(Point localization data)
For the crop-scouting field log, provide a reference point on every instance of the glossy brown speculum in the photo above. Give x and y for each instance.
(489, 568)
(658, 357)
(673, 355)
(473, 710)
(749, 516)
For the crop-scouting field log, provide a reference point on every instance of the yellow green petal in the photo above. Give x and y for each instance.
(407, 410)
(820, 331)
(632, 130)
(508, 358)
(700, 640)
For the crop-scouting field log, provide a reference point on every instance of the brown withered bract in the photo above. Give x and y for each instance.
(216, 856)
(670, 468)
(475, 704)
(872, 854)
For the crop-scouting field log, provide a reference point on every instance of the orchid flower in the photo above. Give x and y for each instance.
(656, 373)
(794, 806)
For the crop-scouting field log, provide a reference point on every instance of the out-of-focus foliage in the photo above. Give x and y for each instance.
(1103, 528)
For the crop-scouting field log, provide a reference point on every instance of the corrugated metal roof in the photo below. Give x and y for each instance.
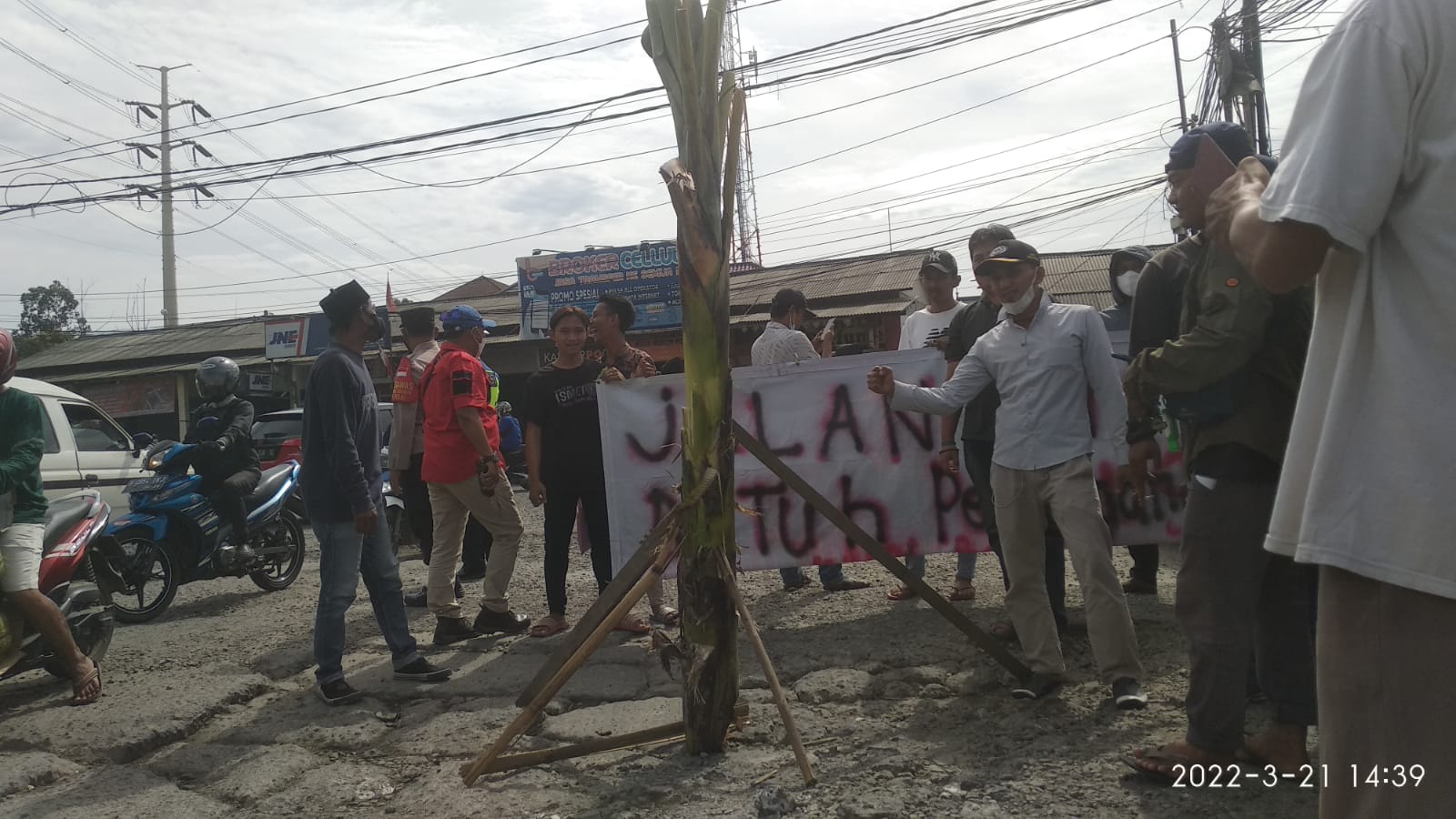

_WORK REQUEST:_ Your copy of the data above should match it exactly, apart from the images.

_EXERCISE SOLUTION:_
For the crop-scouting field log, provide a reference point on every instance of the glossy brown speculum in the photo above. Give x and y for each instance.
(489, 568)
(658, 357)
(673, 355)
(473, 710)
(749, 516)
For the crop-scouting field log, provide a reference point on every instance of the yellow green petal in the photo above. Give x and y for each instance.
(407, 410)
(820, 331)
(632, 130)
(508, 358)
(700, 640)
For the crop-scouting field log, provide a reference point on every instance of the brown withered bract in the photo above. Give x and y for each instance.
(216, 856)
(670, 468)
(475, 704)
(872, 854)
For the crop-scouting field log, provide a reference point on every instance of the orchid flower in the photo above. Give x and y for each instance.
(656, 373)
(794, 806)
For the crop-scouting field log, provide a reference point on every instance of the out-of-focus foliage in the photo above. Give x and y for each instance.
(1103, 528)
For the crop-scouting field log, provide a reference point on every instance of the corrugated metal roof in the photo below. Give x and y for each instance.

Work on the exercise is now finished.